▶ Excerpt to read:
◆ ◆ ◆ ◆ ◆ ◆ ◆
Iraq’s Kurdish-Arab tensions in the disputed Nineveh Province may create a human rights catastrophe for minority groups that have faced rising attacks since the 2003 US invasion, Human Rights Watch (HRW) said yesterday.
Baghdad’s Arab-led government and ethnic Kurds controlling a semi-autonomous northern enclave are battling over issues of wealth and power as the nation tries to thrash out tricky constitutional issues after the fall of former Iraqi president Saddam Hussein.
“Before we understood that we had a totalitarian government and therefore abuses happened. But now we are supposed to be free and democratic. This democracy is killing us,” an Assyrian Christian elder was quoted as saying by the rights group.
Violence in the world’s 11th largest crude producer has fallen over the last two years, but bombings, drive-by shootings and other attacks are still common in Baghdad and the ethnically and religiously divided north.
The New York-based group said that minorities such as Chaldean Christians, Yazidis, Shabaks and others remain vulnerable to attacks by Sunni Arab extremists and intimidation from Kurdish forces in Nineveh.
“Iraqi Christians, Yazidis and Shabaks have suffered extensively since 2003,” Joe Stork, deputy Middle East director at HRW, said in a statement. “Iraqi authorities, both Arab and Kurdish, need to rein in security forces, extremists and vigilante groups to send a message that minorities cannot be attacked with impunity.”
◆ ◆ ◆ ◆ ◆ ◆ ◆
▶ Given request A: In the article on minorities in Nineveh Province, which minorities are named as those that "remain vulnerable to attacks"? List them.
▶ Given request B: According to the article on minorities in Nineveh Province, what position does Joe Stork hold?
▶ Given request C: Carry the article on minorities in Nineveh Province on past its last sentence.

▶ Data shown:
◆ ◆ ◆ ◆ ◆ ◆ ◆
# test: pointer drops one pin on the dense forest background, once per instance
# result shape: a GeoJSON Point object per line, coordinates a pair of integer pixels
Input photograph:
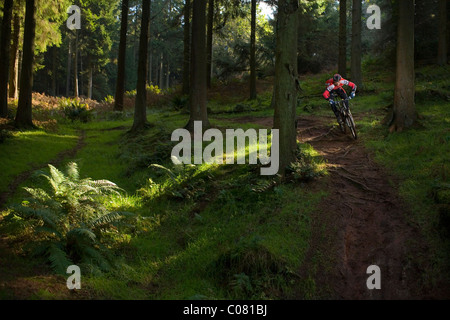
◆ ◆ ◆ ◆ ◆ ◆ ◆
▶ Right answer A: Chaldean Christians, Yazidis, Shabaks

▶ Right answer B: He is deputy Middle East director at Human Rights Watch.

▶ Right answer C:
HRW said since the 2003 invasion, Kurdish authorities have moved into disputed territories to take control of areas that are rich in oil and ethnic diversity.
In the 1970s and 1980s, Saddam encouraged thousands of Arab families to move to disputed areas under his “Arabization” policy and he used forced displacement and killings to move that forward.
The 51-page report — based on interviews during a three-week trip to northern Iraq — accused Kurds of spending millions of Iraqi dinars to build a pro-Kurdish patronage network and of funding private militias to “protect” minorities.
“Minorities in Iraq find themselves in an increasingly precarious position as the Arab-dominated central government and the Kurdistan regional government vie for control of the disputed territories,” the report said.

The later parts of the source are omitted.